SCIENTISTS MAP THE STRUCTURE OF A PROTEIN-RNA COMPLEX IN A RETROVIRUS

* This news release is embargoed until 6 p.m. EST Thursday, November 16, 1995. The study will appear in the November 17 issue of the journal Science.

SANTA CRUZ, CA--Biochemists have published the first detailed view of the molecular tango between two critical units in the life cycle of a retrovirus--a virus that uses RNA, not DNA, to direct its genetic infiltration of a host cell.

The research reveals a precise fit between the viral RNA and a section of a protein that triggers the virus to make copies of itself. The protein segment lies snugly within a curved groove in the RNA, like a sausage resting in its bun. In an infected cell, this protein- RNA complex acts as a "switch" that turns on the assembly line for further virus production.

The scientists derived this structure by studying the bovine immunodeficiency virus, or BIV, which infects cows and is genetically related to HIV. The work may set the stage for a better grasp of a crucial step in the life cycle of HIV, which causes AIDS in humans. However, the researchers caution, there are significant differences in the ways that proteins bind to RNA in the two viruses, so an immediate application to HIV research is unlikely.

Joseph Puglisi, an assistant professor of chemistry and biochemistry at UC Santa Cruz, led the study, which appears in the November 17 issue of the journal Science. Coauthors are Lily Chen, a former postdoctoral researcher at UC San Francisco, now at the University of Vermont; Scott Blanchard, a technician in Puglisi's lab; and Alan Frankel, associate professor of biochemistry and biophysics at UC San Francisco.

---------------

_TASK DETAILS_: According to the news release on the protein-RNA complex, which virus did the scientists study to derive the structure? The lines that come next were taken from a different source.

_INPUT DATA_:
---------------

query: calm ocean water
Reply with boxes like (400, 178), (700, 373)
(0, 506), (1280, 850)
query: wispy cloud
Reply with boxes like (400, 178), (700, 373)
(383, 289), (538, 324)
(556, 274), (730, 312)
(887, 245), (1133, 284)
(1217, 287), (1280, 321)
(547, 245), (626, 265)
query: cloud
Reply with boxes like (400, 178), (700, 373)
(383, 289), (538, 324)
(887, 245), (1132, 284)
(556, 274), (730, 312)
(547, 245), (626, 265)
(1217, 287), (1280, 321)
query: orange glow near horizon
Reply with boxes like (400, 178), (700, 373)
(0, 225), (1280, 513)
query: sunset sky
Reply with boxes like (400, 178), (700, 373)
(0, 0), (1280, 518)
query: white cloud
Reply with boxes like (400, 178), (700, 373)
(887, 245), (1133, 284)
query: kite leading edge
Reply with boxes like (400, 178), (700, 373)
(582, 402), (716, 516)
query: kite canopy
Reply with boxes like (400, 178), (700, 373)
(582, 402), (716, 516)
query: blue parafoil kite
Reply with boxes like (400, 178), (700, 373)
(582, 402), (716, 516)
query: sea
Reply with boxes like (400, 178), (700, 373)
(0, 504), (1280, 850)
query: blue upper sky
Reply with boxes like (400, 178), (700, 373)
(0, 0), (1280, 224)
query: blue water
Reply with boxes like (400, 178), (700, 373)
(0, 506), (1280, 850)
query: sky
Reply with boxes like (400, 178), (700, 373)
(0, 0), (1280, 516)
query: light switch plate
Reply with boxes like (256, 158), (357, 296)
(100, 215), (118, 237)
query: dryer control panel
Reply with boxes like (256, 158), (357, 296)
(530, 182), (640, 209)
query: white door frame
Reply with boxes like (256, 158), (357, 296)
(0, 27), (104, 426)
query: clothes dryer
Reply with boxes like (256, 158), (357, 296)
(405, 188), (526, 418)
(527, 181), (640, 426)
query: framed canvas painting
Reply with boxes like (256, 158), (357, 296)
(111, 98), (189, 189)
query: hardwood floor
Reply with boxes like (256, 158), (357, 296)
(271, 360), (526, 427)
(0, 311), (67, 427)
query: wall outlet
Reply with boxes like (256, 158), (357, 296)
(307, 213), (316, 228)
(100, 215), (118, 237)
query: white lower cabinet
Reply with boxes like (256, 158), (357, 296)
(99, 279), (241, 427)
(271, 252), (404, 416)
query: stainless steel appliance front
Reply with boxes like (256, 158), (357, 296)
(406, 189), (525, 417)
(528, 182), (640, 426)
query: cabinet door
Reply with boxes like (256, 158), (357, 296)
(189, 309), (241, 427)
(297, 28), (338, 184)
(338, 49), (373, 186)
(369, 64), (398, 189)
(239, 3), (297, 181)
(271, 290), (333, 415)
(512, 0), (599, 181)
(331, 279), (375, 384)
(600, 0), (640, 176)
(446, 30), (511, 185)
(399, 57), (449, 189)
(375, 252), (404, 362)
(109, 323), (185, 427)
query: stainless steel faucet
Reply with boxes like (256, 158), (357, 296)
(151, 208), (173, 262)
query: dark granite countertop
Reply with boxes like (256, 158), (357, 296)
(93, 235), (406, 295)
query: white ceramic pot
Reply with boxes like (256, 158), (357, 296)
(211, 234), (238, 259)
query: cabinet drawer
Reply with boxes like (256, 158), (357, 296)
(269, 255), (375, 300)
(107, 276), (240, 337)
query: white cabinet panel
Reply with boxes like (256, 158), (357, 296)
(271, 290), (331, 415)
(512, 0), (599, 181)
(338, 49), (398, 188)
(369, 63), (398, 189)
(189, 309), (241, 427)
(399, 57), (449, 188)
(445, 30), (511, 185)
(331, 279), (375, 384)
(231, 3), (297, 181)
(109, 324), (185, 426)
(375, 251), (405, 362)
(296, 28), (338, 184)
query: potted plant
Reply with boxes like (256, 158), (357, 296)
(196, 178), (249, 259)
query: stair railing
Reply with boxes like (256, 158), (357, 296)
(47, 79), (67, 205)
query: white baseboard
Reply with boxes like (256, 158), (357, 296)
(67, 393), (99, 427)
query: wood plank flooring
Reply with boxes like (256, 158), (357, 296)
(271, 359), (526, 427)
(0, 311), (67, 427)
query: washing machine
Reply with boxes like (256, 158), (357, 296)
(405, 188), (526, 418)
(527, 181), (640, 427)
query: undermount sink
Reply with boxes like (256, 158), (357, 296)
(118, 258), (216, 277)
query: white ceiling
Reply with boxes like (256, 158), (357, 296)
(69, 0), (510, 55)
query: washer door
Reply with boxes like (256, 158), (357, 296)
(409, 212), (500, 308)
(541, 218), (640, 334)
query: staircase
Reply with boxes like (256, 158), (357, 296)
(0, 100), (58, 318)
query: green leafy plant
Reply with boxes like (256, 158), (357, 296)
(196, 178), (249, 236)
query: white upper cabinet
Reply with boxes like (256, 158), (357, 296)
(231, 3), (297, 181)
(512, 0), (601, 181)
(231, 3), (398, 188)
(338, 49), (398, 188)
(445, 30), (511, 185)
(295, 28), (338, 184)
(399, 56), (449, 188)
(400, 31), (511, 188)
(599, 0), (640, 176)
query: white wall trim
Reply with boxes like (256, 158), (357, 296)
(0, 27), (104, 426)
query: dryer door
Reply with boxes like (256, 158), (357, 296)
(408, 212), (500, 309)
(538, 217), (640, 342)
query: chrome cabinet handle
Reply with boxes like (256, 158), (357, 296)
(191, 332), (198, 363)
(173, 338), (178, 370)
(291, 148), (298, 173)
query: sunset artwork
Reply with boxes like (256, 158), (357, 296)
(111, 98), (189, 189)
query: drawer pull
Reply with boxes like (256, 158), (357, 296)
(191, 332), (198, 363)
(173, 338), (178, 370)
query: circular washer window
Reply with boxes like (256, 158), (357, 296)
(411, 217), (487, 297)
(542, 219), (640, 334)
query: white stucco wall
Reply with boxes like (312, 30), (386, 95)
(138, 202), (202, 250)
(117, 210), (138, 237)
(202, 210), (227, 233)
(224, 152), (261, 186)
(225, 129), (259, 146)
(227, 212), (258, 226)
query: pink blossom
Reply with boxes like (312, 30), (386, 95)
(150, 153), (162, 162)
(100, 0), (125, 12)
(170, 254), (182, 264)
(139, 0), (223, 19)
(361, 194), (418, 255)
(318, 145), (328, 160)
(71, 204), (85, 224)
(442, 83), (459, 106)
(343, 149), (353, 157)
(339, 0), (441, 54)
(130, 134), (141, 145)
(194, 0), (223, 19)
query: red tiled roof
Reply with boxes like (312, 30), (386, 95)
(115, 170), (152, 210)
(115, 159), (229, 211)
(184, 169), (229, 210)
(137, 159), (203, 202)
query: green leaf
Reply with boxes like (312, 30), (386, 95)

---------------

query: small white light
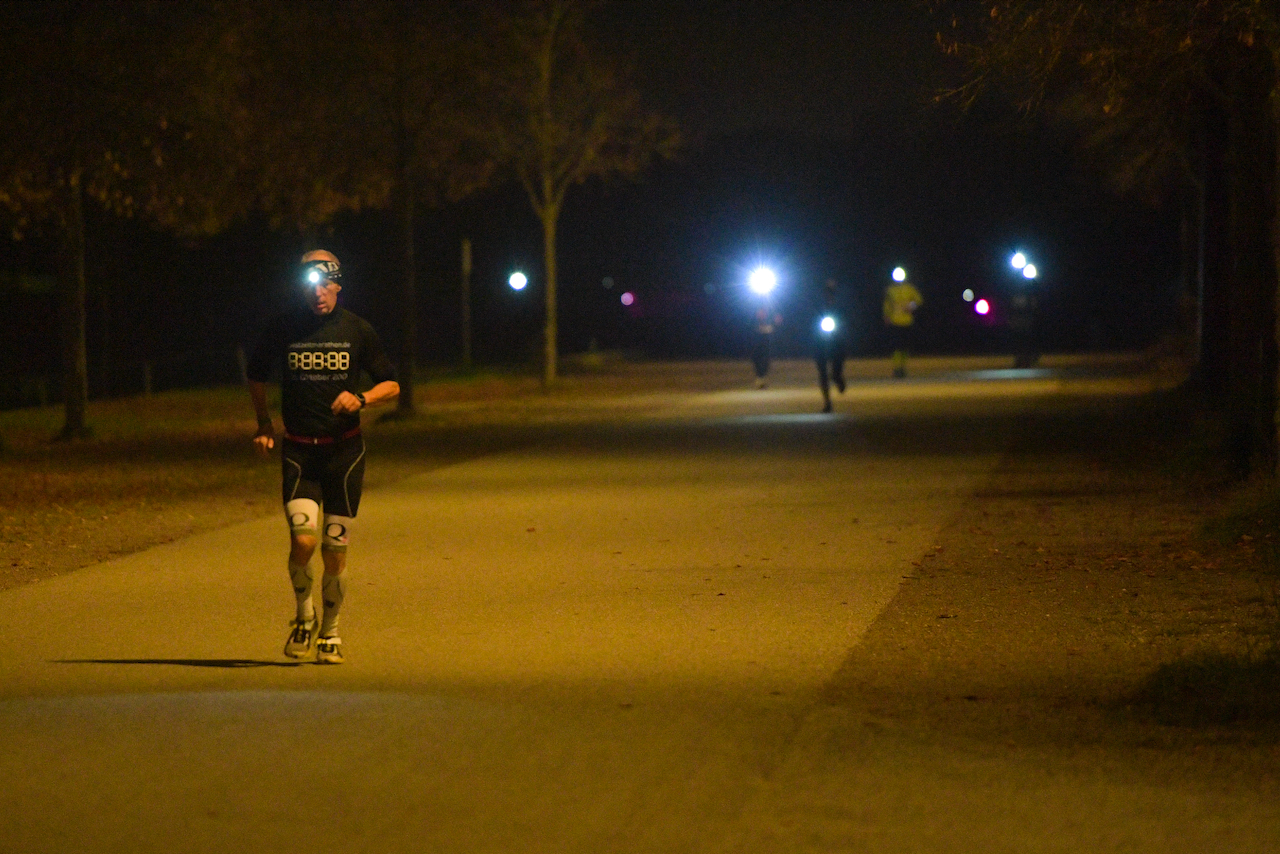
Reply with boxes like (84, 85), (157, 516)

---------------

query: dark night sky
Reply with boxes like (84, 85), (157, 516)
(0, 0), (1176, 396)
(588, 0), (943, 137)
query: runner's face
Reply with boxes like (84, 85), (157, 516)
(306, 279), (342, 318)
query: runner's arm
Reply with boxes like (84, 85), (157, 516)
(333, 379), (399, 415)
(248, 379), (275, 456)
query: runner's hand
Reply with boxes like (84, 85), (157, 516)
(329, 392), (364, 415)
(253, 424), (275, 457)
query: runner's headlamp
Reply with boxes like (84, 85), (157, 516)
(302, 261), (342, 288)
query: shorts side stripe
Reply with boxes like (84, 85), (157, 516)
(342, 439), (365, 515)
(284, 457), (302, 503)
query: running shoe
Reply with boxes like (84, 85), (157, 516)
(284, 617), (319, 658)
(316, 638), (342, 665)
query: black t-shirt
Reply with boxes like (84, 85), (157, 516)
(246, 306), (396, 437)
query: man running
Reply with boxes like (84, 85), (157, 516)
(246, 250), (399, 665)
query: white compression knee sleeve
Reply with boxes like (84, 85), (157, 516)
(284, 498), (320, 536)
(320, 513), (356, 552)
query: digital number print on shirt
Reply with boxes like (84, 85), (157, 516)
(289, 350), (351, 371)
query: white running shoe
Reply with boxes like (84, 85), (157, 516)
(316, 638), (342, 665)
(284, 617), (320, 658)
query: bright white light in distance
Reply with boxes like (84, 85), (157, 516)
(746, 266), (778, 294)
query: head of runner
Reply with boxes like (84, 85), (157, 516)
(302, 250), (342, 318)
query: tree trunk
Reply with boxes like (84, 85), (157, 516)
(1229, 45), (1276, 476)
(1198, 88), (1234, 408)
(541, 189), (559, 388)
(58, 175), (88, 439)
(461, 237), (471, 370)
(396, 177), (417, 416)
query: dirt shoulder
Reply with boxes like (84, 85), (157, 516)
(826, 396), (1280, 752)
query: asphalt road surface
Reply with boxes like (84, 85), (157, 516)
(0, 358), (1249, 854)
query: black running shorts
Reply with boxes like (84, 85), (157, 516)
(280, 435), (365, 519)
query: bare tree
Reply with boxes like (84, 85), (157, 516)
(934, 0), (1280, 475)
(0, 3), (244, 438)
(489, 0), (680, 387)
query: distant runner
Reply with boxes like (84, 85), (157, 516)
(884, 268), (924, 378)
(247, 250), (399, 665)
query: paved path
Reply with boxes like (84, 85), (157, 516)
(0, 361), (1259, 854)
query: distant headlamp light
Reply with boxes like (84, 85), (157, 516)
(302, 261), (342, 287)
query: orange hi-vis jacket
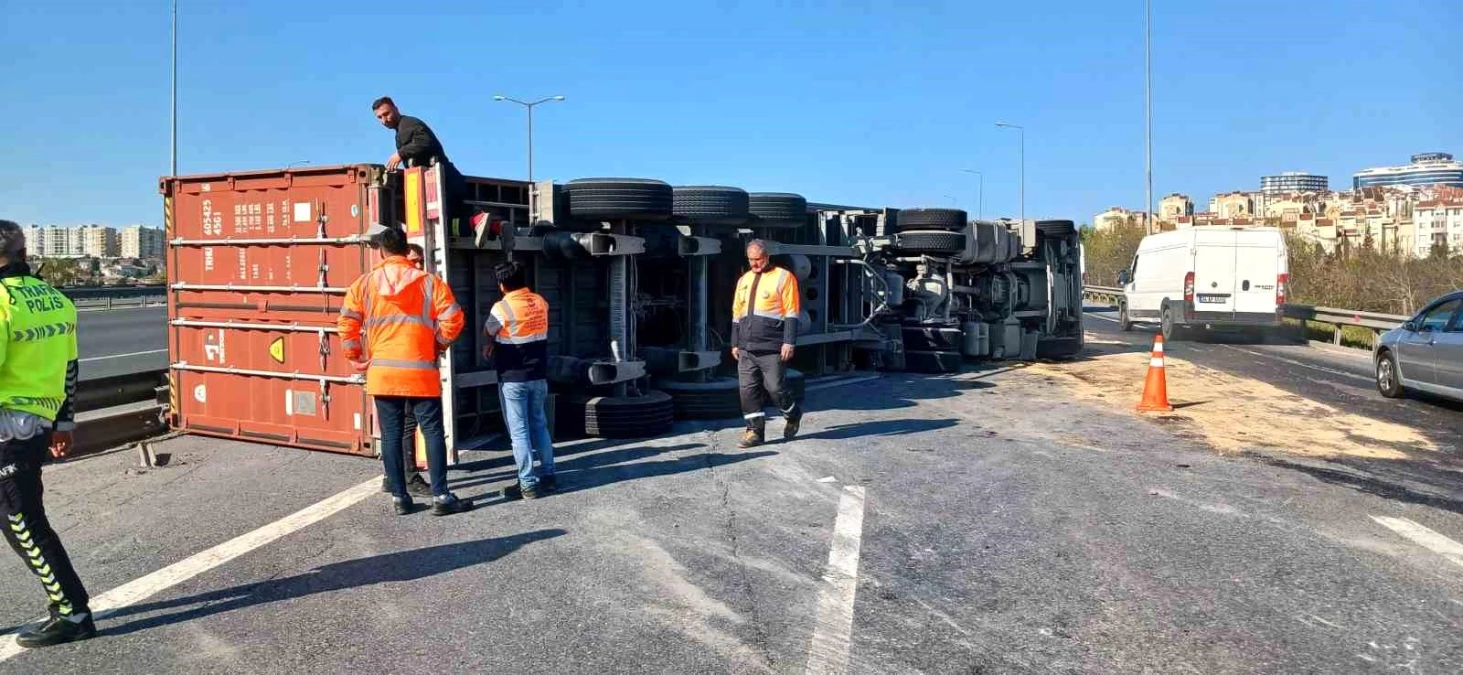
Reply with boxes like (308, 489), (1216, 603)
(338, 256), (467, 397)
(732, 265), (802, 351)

---------------

_EXERCISE SOLUTION_: They studied the bovine immunodeficiency virus, or BIV.